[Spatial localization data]

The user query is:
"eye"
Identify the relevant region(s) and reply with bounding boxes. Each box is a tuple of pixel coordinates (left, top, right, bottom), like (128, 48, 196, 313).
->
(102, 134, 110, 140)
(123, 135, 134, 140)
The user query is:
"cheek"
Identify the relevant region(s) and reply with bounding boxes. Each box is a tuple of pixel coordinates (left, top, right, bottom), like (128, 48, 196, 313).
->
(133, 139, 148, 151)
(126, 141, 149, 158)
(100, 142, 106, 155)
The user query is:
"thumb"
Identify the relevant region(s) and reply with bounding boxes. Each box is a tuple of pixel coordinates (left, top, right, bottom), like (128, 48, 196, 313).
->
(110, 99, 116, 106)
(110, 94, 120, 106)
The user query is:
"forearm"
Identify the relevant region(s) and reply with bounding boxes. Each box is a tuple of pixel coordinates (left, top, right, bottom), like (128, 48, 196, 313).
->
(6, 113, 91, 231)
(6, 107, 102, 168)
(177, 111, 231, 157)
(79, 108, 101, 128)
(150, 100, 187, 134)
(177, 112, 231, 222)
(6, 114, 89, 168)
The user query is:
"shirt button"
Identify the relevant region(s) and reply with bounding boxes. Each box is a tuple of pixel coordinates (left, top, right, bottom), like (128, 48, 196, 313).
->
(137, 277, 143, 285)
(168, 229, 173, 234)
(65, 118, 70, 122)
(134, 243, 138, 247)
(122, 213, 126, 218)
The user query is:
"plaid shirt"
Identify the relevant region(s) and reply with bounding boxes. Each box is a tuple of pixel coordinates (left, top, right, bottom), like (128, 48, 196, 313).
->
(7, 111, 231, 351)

YOUR TASK – The reply should be a precise retyping of all the data.

PROBLEM SOLUTION –
The user query is:
"eye"
Identify the relevant region(s) and reply with bounding boxes. Each box is a tuple of pixel coordinates (left, top, right, bottom), like (128, 48, 196, 313).
->
(102, 134, 110, 140)
(123, 135, 134, 140)
The user query is:
"cheek"
Identify the relevant region(s) and reply with bounding boxes. Each box is a tuple of pixel coordinates (left, top, right, bottom), like (128, 48, 196, 313).
->
(133, 139, 148, 151)
(126, 141, 149, 158)
(100, 142, 106, 155)
The user query is:
"thumb"
Identify the relevant region(s) and reply with bounding boxes. Each box is a tuple of pixel coordinates (left, top, right, bottom), like (128, 48, 196, 313).
->
(110, 99, 116, 106)
(110, 94, 120, 106)
The user query is:
"forearm"
Identify the relevant region(s) and reply with bounding boxes. Each box is a tuple of pixel coordinates (left, top, right, bottom), like (128, 48, 196, 313).
->
(6, 113, 91, 231)
(6, 107, 102, 168)
(177, 111, 231, 157)
(79, 108, 101, 128)
(150, 100, 187, 134)
(177, 112, 231, 222)
(6, 114, 89, 168)
The user query is:
"shirt button"
Identify the relevant region(s) and reply with bounding boxes. Each box is a tuple of pixel coordinates (left, top, right, bottom), like (128, 48, 196, 313).
->
(137, 277, 143, 285)
(168, 229, 173, 234)
(65, 118, 70, 122)
(134, 243, 138, 247)
(122, 213, 126, 218)
The user query is:
"plaid shirt"
Identify the relevant region(s) and reply with bounding boxes. Each box is a tuple of pixel coordinates (left, top, right, bottom), like (128, 48, 196, 313).
->
(7, 111, 231, 351)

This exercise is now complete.